• [RECORDS SUPPLIED]
· · · · · · ·
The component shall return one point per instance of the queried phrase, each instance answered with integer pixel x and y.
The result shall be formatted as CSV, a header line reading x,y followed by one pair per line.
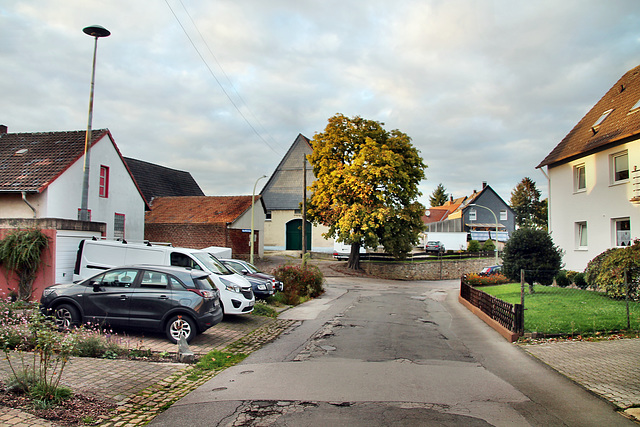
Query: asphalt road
x,y
371,352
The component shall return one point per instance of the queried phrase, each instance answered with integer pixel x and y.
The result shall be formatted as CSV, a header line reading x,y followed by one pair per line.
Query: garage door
x,y
66,249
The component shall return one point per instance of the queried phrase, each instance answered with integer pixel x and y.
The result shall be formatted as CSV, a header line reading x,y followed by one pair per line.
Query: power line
x,y
218,81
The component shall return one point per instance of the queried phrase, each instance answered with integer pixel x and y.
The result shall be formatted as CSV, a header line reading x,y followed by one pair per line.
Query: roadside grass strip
x,y
568,311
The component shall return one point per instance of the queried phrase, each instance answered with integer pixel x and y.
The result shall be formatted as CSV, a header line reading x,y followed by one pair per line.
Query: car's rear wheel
x,y
181,326
66,316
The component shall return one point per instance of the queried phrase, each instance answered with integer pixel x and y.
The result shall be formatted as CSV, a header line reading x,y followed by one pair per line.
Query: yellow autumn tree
x,y
366,186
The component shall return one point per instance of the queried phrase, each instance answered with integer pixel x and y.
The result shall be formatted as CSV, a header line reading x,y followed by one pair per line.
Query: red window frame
x,y
104,181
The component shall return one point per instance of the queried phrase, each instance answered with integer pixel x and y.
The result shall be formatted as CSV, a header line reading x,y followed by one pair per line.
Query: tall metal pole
x,y
95,31
304,206
253,202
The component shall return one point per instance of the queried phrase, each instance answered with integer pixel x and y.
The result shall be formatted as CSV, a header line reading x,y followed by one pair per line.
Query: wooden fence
x,y
511,316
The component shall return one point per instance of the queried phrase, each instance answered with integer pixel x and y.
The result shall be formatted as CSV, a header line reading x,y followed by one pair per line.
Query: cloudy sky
x,y
221,88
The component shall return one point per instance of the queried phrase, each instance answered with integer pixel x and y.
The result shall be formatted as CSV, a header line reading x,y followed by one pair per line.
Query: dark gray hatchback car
x,y
178,301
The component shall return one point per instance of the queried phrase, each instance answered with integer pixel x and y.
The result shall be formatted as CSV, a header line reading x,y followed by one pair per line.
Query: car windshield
x,y
252,268
212,263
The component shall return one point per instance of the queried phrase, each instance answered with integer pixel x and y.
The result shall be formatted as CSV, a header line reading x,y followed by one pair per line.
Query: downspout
x,y
548,200
24,198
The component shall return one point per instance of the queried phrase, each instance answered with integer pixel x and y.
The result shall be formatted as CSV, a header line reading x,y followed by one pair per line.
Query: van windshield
x,y
211,263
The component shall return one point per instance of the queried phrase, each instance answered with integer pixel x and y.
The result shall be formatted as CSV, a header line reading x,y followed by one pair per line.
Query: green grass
x,y
553,310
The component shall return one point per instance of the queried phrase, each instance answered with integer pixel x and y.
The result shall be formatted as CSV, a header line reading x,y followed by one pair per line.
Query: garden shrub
x,y
562,280
475,279
580,281
473,246
299,282
607,273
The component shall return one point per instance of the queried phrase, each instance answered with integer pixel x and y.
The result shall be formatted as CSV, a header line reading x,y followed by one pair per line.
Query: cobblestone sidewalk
x,y
142,389
609,369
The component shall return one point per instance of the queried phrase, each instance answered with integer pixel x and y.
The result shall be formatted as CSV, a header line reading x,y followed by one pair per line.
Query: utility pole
x,y
304,206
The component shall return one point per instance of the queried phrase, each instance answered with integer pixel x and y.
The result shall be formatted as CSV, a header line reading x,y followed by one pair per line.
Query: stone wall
x,y
426,270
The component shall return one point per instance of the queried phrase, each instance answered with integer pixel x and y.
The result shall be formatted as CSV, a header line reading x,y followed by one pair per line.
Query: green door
x,y
294,235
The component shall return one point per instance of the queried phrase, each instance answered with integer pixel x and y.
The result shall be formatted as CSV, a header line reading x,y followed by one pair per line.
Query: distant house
x,y
200,222
41,177
282,197
594,180
160,181
483,215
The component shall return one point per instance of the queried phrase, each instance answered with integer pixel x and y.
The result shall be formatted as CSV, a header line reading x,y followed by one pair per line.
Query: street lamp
x,y
496,218
93,31
253,201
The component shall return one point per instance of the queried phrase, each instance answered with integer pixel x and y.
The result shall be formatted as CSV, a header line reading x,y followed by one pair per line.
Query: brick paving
x,y
142,389
608,368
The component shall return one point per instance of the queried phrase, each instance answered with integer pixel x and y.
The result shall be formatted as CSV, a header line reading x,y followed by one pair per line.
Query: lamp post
· · · · · · ·
Output each line above exactly as it stands, omitting the pictures.

The component shall return one point per instance of the queried phrase, each instance answered with integer pixel x and y.
The result shall be formatted as CSV, a header line reading x,y followed by one pair per line.
Query: asphalt road
x,y
371,352
The component shall return one point per instance of the queried phrase, each instance answered with integer pixel x and y.
The result shall be formatted as CSV, a header line reading x,y followed by one pair per line.
Query: garage door
x,y
66,249
The component shall return one point per instance of the queried phrase, each instance answered with integer pixel x and y.
The result shall be formatted as CSV, a header line reading x,y followed by one pair per line.
Query: power line
x,y
218,81
The component shall return one point per instance of the queried phrase, each instance answered with integer pixel x and y.
The result shall be formatted as CSV, a header line reading x,y followed by one pair per line.
Query: roadside grass strip
x,y
568,311
The component shall return one point per instance of the queried phrase, each instance answered with integer pixel x and y.
The result shall be formatted as CSV, a header line reading x,y followed by one pair per line.
Query: car's rear wheel
x,y
181,326
66,316
The component shall return one point per instance of the queried phrase, each instance answered with integer pixel x and y.
The result shall be formatted as CSV, a header line reading x,y followed by one pair per line.
Query: yellow autumn tree
x,y
366,186
The component shall return one point per instance of the queried phrase, each instance answered with integer pixel x and y.
The result shall be formatted as CSV, a header line reading x,y followed by one pair per line.
Query: red window frame
x,y
104,181
The component shall return one point per instance of the queried phrase, each instance answered with integer pixel x and y.
The result shall be formatted as CSV, a header line reading x,y followed by one pair per line.
Query: tall metal pole
x,y
95,31
304,206
253,202
The component shall return one point per instance of the queried phrase, each instance answered with integer pixel x and y.
The result shall be formatted as CSV, a header line reading x,y followed by one pair per line.
Query: wooden fence
x,y
511,316
The component shall return one point per instance of the queried phrase, each instance answered with integer pixel x and y.
The result shall be formatted as CSV, a header line reading x,y followed by one pair per line.
Query: cloudy sky
x,y
221,88
The component shall return one point per instance of the queried phrase, each instance answered with integer pixel x and y.
The result shall be formatted as CSV, a header line reading x,y followed by one pair per line.
Query: dark gray hatchback car
x,y
178,301
The component shall return one point per instance of the queried phrase, each instance answered with integer pixel x and y.
The result shall be formatted as CSV, a header line reading x,y followed by one pair per line.
Query: car windshield
x,y
252,268
212,263
The component shall return one point per instance of the queried phrase, each instance answered with integer pixel x and y.
The result shall be formatted as CSV, a header line reading x,y followed by one pair per line.
Query: downspout
x,y
548,200
24,198
The component shall return one point per instance of the queried phrase, each instance answered with integer pixel x and y.
The result shall be formatted as CSV, a header line reading x,y followed by one pair per line.
Query: van windshield
x,y
211,263
The component shall return one point per instance of the queried phrase, each instance answered with integer pixel x and y.
The result shall be formatted as CSV, a header line reading x,y followed by one pair per line.
Query: green grass
x,y
553,310
The component shall return one point per instance of the queried phrase, each instance answered with integer pixel x and y.
The result shall be formatted as CSV, a header line reading x,y followed by one pair per line.
Query: garden shrub
x,y
562,280
475,279
580,281
473,246
299,282
607,273
The component shall return one point per instance of the queried phrase, each instance answered with integer pixel x and y.
The result shall be formatted as CSV, a header line reading x,y followed by one pair per line.
Query: cobblestone sidewalk
x,y
142,389
609,369
The component shall return one point per instance of the queried phrase, each instance answered with integer pixel x and y.
The result shall be formatted as CSV, a header line reading x,y followed by one pair per line.
Query: utility pole
x,y
304,206
The component shall return one point per instance of the queried phrase, each instance answered with integer pixel x and y.
The result shall be formatted as CSV, a header line reading x,y followed by one pair per line.
Query: stone wall
x,y
426,270
The component shall return one point per instance of the queried phrase, each instance answered with integer pixel x and y.
The result shall be formatted as CSV, a header line reading x,y followed by one pair per line.
Query: green door
x,y
294,235
The component shall return one point per instance of the queried phrase, each instance answered with integer pixel x and y.
The result shall be formatted as CSV, a header line reading x,y followed by one pair per line.
Query: distant house
x,y
200,222
41,177
282,197
594,180
160,181
483,215
The component shall return one point per instance of the queried phrase, each instance answered with integer pixel x and y.
The result shall be formatted as CSV, a header line reading x,y followed by one pair per line.
Query: street lamp
x,y
496,218
93,31
253,201
The component shall return one point per instance of the queried phrase, each instance answered with integer pixel x and y.
The result shall be formatted as CSV, a header line reading x,y followed by one pair per line.
Query: brick paving
x,y
142,389
608,368
The component shall return one point per instance of the queried phrase, each instance answered with integer pixel x and y.
The result shall be formatted as CSV, a header line reading x,y followed by one pair per line.
Query: lamp post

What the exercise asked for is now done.